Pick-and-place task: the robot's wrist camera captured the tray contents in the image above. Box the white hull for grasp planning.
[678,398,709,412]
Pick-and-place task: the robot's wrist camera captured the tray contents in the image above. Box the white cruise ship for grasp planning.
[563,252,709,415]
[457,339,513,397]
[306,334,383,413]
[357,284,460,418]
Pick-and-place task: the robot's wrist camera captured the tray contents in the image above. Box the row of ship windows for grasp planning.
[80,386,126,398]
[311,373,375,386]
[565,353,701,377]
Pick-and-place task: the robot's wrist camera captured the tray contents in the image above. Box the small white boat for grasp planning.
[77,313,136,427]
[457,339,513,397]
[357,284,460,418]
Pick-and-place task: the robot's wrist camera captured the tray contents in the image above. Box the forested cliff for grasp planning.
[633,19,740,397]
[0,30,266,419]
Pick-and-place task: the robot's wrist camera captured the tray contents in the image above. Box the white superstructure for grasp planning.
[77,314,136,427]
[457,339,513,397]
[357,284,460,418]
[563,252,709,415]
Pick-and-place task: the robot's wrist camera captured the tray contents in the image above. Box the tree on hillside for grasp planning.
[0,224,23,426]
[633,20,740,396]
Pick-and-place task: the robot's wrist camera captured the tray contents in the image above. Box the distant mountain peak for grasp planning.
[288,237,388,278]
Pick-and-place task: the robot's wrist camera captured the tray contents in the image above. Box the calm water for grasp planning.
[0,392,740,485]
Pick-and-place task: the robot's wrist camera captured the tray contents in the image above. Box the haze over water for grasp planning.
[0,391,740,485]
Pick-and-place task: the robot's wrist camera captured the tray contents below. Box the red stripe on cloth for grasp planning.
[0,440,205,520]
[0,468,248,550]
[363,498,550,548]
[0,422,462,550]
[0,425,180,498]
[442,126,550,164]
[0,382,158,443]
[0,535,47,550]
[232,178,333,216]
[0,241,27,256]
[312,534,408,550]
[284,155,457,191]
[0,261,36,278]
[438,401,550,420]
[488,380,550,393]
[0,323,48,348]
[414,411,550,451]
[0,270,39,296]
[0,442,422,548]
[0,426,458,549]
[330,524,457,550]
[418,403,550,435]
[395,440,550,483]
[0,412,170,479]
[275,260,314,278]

# # # # #

Rewrite all the records above with "grasp planning" changed to "motion planning" everywhere, leaving everything else untouched.

Response for this exercise
Pick-and-place task: the robot's wrist camera captured the tray contents in the image above. Box the white hull for motion planning.
[678,398,709,412]
Pick-and-place task: the robot's wrist camera captured the tray contents in the image above. Box the white cruise ship for motion planning.
[563,252,709,415]
[457,339,513,397]
[306,334,383,413]
[357,284,460,418]
Pick-and-place task: the robot's wrist camera captured the tray contents in the image above. Box the row of ship windows for motion planning.
[80,386,126,398]
[311,373,375,386]
[565,353,701,377]
Pick-and-place task: the robot's wrist camera captured the tray contents in the image above. Box the small white boat for motion planning.
[77,313,136,427]
[457,339,513,397]
[357,284,460,418]
Pick-and-place task: the robot's wrist camera captured the tray contents in the image above. Box the forested cliff for motion planning.
[633,19,740,397]
[0,30,266,419]
Pick-and-place task: the robot's wrist camera captured the tray contents in the image above. Box the white superstructure for motion planning.
[77,314,136,427]
[457,339,513,397]
[357,284,460,418]
[563,252,709,415]
Pick-and-place task: the robot's wrist camera captured the tray contents in the image above. Box the tree on hillside for motion planning.
[0,224,23,426]
[633,20,740,396]
Pick-and-place task: the robot's wrist camera captured the tray contents in the image above. Box the distant mountain peak for motion planning.
[288,237,388,278]
Pick-and-place task: the robot's wrist camera captured the tray contents in the image above. Box the calm water for motion planning.
[0,392,740,485]
Pick-and-place task: the robot's wrist camera captured the tray contents in the image above. Box the haze over water for motion planning.
[0,391,740,485]
Pick-and-place task: the robot's wrist camera captured the tray contents below. Box the red stripe on cloth for motion planning.
[0,440,205,520]
[0,468,248,550]
[363,498,550,548]
[0,422,462,550]
[0,425,180,498]
[442,126,550,164]
[0,382,158,443]
[0,535,47,550]
[232,178,333,216]
[0,241,27,256]
[312,534,408,550]
[284,155,457,191]
[0,261,36,278]
[438,401,550,420]
[488,380,550,393]
[0,323,48,348]
[414,411,550,451]
[0,270,39,296]
[0,442,422,548]
[0,426,458,549]
[330,524,457,550]
[418,403,550,435]
[395,440,550,483]
[0,412,170,479]
[275,260,314,278]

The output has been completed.